- Verilen metin
☆ ☆ ☆ ☆ ☆ ☆ ☆

Şubat 04, 2005

Troleybüs ve Kara Şimşek

70’ler, 80’ler... İşte 30’lu yaşlardaki İstanbulluların da benimle birlikte hatırlayacağı hoş İstanbul sedalarından bir toplama sizlere...



Hmm... Evet, hatırlıyorum...

  • ‘Eski’ 25 ve 50 kuruşları; onlarla bakkaldan abur cubur aldığımı
    Günümüzde ‘klasik’ sıfatıyla müzelerde sergilenen, yandan vitesli, geniş ve ağırbaşlı otomobillerin sekiz kişilik dolmuşlar olarak kullanıldığını; o çocuk yaşımda bu otomobillerin direksiyonlarına takıntılı derece aşık olduğumu
    Bakkaların ‘marketlere dönüşmemiş’ o küçük ve samimi hallerini
  • Tüm esnafa veresiye yazdırdığımı
  • Boynuzlu, elektrikli; soğuk, sert ve kaygan koltuklu troleybüsleri
  • Yarı otomatik vitesli Leyland İETT otobüslerini
  • O zamanlar çok ‘lüks’ bulduğum Mercedes 302 halk otobüslerini
  • Halk otobüslerinde yolcular arasında gezip tahsilat yapan muavinleri
  • Beşiktaş Mıstık ve Yumurcak, Harbiye İnci sinemalarını
  • Elvan gazozlarını
  • Dedemin “bunlar yasak; aman ha sakın kimseye gösterme” diyerek hatıra olarak verdiği 1 ve 5 dolarlık banknotları
  • Sokağımızdan haftanın belirli günleri geçen yoğurtçuyu, kalaycıyı, hallacı, bacacıyı...
  • Okulun önündeki macuncuyu
  • Şimdi otopark olan; gül ve hurma ağaçlı ve 2 de kaplumbağanın yaşadığı küçük bahçemizi
  • Bizim sokakta yaşayan Özdemir Asaf’ı
  • Bebek Belediye ve Aşiyan gazinolarını
  • Şadırvan çay bahçesini
  • Boğaz’da balık tutarken istavrit ve izmaritin balıktan sayılmadığını
  • Uzay 1999’u, Maya’yı, Dallas’ı, Bonanza’yı, Hanedan’ı, Beyaz Gölge’yi, Çekirge’yi, Candy’yi, Kara Şimşek’i, Uykudan Önce’yi (umarım orada iyisindir Adile Teyze!)

☆ ☆ ☆ ☆ ☆ ☆ ☆

- Gösterilen malzeme

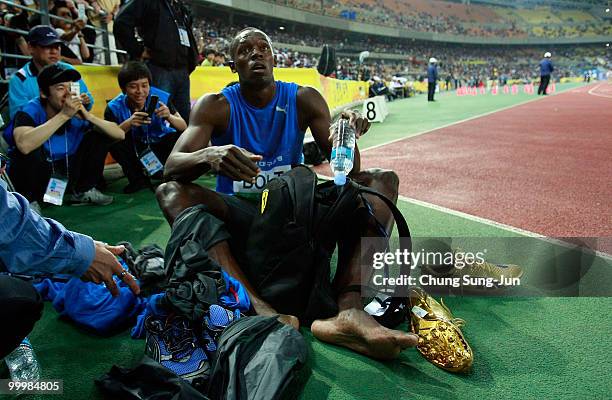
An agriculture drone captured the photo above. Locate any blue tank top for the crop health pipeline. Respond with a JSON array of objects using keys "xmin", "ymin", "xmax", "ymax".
[{"xmin": 211, "ymin": 81, "xmax": 304, "ymax": 197}]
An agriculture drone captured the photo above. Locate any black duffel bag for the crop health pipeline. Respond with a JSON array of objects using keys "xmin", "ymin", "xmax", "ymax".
[{"xmin": 246, "ymin": 165, "xmax": 411, "ymax": 324}]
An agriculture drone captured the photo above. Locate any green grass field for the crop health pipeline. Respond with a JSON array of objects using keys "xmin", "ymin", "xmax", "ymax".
[{"xmin": 20, "ymin": 86, "xmax": 612, "ymax": 400}]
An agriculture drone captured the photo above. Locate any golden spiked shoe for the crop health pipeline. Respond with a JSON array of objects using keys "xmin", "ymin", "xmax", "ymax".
[{"xmin": 409, "ymin": 288, "xmax": 474, "ymax": 372}]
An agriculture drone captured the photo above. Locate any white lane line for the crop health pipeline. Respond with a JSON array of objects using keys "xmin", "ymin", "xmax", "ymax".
[
  {"xmin": 587, "ymin": 84, "xmax": 612, "ymax": 99},
  {"xmin": 398, "ymin": 195, "xmax": 612, "ymax": 261},
  {"xmin": 359, "ymin": 84, "xmax": 575, "ymax": 153},
  {"xmin": 317, "ymin": 174, "xmax": 612, "ymax": 261}
]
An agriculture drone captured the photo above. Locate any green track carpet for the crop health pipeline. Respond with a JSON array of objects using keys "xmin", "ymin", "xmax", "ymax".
[{"xmin": 16, "ymin": 83, "xmax": 612, "ymax": 400}]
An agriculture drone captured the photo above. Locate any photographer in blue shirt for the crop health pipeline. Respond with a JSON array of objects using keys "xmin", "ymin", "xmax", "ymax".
[
  {"xmin": 104, "ymin": 61, "xmax": 187, "ymax": 193},
  {"xmin": 538, "ymin": 51, "xmax": 555, "ymax": 96},
  {"xmin": 4, "ymin": 64, "xmax": 125, "ymax": 205},
  {"xmin": 0, "ymin": 157, "xmax": 140, "ymax": 359},
  {"xmin": 9, "ymin": 25, "xmax": 94, "ymax": 118}
]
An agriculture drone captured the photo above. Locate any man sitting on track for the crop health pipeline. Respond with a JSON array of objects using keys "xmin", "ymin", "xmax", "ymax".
[{"xmin": 157, "ymin": 28, "xmax": 417, "ymax": 359}]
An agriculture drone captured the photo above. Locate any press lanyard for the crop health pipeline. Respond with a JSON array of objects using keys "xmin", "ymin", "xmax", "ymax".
[
  {"xmin": 47, "ymin": 132, "xmax": 70, "ymax": 181},
  {"xmin": 165, "ymin": 0, "xmax": 187, "ymax": 28}
]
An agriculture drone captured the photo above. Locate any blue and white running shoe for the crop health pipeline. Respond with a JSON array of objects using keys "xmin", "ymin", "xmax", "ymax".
[
  {"xmin": 145, "ymin": 316, "xmax": 210, "ymax": 384},
  {"xmin": 202, "ymin": 304, "xmax": 240, "ymax": 354}
]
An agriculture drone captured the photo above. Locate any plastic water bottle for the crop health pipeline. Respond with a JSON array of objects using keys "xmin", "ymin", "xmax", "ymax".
[
  {"xmin": 5, "ymin": 338, "xmax": 40, "ymax": 381},
  {"xmin": 330, "ymin": 118, "xmax": 355, "ymax": 186}
]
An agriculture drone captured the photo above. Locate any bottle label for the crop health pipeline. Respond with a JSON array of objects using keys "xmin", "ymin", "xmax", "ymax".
[{"xmin": 331, "ymin": 146, "xmax": 353, "ymax": 160}]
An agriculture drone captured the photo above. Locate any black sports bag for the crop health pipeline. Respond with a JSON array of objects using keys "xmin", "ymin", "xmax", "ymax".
[{"xmin": 247, "ymin": 165, "xmax": 411, "ymax": 325}]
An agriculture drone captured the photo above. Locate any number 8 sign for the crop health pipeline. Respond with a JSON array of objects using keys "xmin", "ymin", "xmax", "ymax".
[{"xmin": 361, "ymin": 96, "xmax": 388, "ymax": 122}]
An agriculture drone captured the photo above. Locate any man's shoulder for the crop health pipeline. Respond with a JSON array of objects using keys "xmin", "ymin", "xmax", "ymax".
[{"xmin": 191, "ymin": 93, "xmax": 230, "ymax": 126}]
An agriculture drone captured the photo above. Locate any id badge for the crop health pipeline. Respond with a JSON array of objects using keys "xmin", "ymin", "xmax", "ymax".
[
  {"xmin": 70, "ymin": 82, "xmax": 81, "ymax": 97},
  {"xmin": 179, "ymin": 28, "xmax": 191, "ymax": 47},
  {"xmin": 140, "ymin": 150, "xmax": 164, "ymax": 176},
  {"xmin": 43, "ymin": 177, "xmax": 68, "ymax": 206}
]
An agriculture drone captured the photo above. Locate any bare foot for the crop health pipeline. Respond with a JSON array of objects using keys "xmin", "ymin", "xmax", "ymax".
[
  {"xmin": 310, "ymin": 308, "xmax": 418, "ymax": 360},
  {"xmin": 277, "ymin": 314, "xmax": 300, "ymax": 329},
  {"xmin": 253, "ymin": 300, "xmax": 300, "ymax": 329}
]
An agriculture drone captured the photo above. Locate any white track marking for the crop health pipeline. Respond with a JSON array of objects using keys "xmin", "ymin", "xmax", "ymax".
[
  {"xmin": 359, "ymin": 83, "xmax": 575, "ymax": 153},
  {"xmin": 587, "ymin": 84, "xmax": 612, "ymax": 99},
  {"xmin": 398, "ymin": 195, "xmax": 612, "ymax": 261}
]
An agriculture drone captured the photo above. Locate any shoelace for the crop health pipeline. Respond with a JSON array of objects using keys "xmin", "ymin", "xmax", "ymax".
[
  {"xmin": 440, "ymin": 298, "xmax": 466, "ymax": 328},
  {"xmin": 162, "ymin": 323, "xmax": 193, "ymax": 358}
]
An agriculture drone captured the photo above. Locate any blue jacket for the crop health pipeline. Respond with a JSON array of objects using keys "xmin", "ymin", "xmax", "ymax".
[
  {"xmin": 427, "ymin": 64, "xmax": 438, "ymax": 83},
  {"xmin": 540, "ymin": 58, "xmax": 555, "ymax": 76},
  {"xmin": 107, "ymin": 86, "xmax": 176, "ymax": 143},
  {"xmin": 2, "ymin": 97, "xmax": 91, "ymax": 160},
  {"xmin": 9, "ymin": 61, "xmax": 94, "ymax": 118},
  {"xmin": 0, "ymin": 185, "xmax": 95, "ymax": 277}
]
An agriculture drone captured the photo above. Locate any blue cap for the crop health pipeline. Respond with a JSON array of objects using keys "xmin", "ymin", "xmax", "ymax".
[
  {"xmin": 334, "ymin": 171, "xmax": 346, "ymax": 186},
  {"xmin": 26, "ymin": 25, "xmax": 63, "ymax": 46}
]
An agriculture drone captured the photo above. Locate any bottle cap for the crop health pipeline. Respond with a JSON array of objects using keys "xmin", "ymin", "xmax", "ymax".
[{"xmin": 334, "ymin": 171, "xmax": 346, "ymax": 186}]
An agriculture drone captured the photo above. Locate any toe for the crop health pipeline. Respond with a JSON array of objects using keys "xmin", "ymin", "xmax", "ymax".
[{"xmin": 395, "ymin": 332, "xmax": 419, "ymax": 349}]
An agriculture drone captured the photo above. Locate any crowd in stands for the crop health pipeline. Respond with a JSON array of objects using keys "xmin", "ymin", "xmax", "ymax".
[
  {"xmin": 266, "ymin": 0, "xmax": 612, "ymax": 38},
  {"xmin": 0, "ymin": 0, "xmax": 124, "ymax": 78},
  {"xmin": 195, "ymin": 18, "xmax": 610, "ymax": 84},
  {"xmin": 0, "ymin": 0, "xmax": 612, "ymax": 216}
]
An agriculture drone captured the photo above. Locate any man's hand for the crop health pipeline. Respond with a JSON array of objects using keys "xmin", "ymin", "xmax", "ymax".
[
  {"xmin": 74, "ymin": 19, "xmax": 85, "ymax": 32},
  {"xmin": 340, "ymin": 110, "xmax": 371, "ymax": 139},
  {"xmin": 130, "ymin": 111, "xmax": 151, "ymax": 127},
  {"xmin": 204, "ymin": 144, "xmax": 263, "ymax": 183},
  {"xmin": 251, "ymin": 295, "xmax": 300, "ymax": 329},
  {"xmin": 155, "ymin": 101, "xmax": 170, "ymax": 118},
  {"xmin": 79, "ymin": 93, "xmax": 91, "ymax": 106},
  {"xmin": 62, "ymin": 96, "xmax": 82, "ymax": 118},
  {"xmin": 81, "ymin": 242, "xmax": 140, "ymax": 296}
]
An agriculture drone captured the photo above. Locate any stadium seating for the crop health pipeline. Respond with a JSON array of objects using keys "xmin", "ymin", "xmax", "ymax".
[{"xmin": 266, "ymin": 0, "xmax": 612, "ymax": 38}]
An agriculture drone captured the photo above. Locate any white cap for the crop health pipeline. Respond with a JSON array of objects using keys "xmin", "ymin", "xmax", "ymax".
[{"xmin": 334, "ymin": 171, "xmax": 346, "ymax": 186}]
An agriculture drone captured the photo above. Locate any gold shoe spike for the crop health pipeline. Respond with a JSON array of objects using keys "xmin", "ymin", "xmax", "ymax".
[{"xmin": 410, "ymin": 288, "xmax": 474, "ymax": 372}]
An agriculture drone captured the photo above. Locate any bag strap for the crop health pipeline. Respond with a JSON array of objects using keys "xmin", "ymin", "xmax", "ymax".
[
  {"xmin": 357, "ymin": 185, "xmax": 412, "ymax": 244},
  {"xmin": 348, "ymin": 185, "xmax": 412, "ymax": 318},
  {"xmin": 282, "ymin": 165, "xmax": 317, "ymax": 233}
]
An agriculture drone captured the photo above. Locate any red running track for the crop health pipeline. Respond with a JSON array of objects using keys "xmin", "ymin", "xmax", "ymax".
[{"xmin": 362, "ymin": 84, "xmax": 612, "ymax": 239}]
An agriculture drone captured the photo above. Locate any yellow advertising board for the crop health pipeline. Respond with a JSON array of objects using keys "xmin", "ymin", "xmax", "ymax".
[{"xmin": 77, "ymin": 66, "xmax": 368, "ymax": 117}]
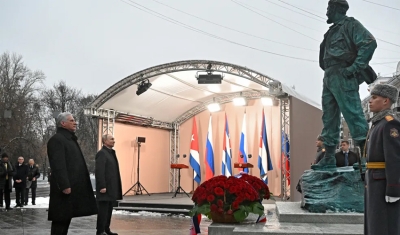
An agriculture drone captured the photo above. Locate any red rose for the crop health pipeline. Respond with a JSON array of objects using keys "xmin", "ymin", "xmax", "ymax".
[
  {"xmin": 232, "ymin": 202, "xmax": 239, "ymax": 210},
  {"xmin": 210, "ymin": 204, "xmax": 218, "ymax": 212},
  {"xmin": 214, "ymin": 187, "xmax": 224, "ymax": 196}
]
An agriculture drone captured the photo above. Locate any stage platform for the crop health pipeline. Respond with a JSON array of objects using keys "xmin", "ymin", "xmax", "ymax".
[{"xmin": 114, "ymin": 193, "xmax": 194, "ymax": 215}]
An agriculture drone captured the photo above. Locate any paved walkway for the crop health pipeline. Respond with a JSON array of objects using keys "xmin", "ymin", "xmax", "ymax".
[{"xmin": 0, "ymin": 209, "xmax": 210, "ymax": 235}]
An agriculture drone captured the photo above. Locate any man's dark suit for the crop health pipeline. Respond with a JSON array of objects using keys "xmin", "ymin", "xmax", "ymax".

☆ ☆ ☆ ☆ ☆ ☆ ☆

- Kısa görev
Verilen metne göre şu soruları yanıtlayın:
(a) Dedenin hatıra olarak verdiği banknotlar hangileridir?
(b) Gül ve hurma ağaçlı küçük bahçe bugün nedir?
(c) Beşiktaş'taki hangi sinemalar anılıyor?

- Çıktı
(a) Dede hatıra olarak 1 ve 5 dolarlık banknotlar vermiştir.
(b) Bahçe bugün otopark olmuştur.
(c) Beşiktaş'taki Mıstık ve Yumurcak sinemaları anılıyor.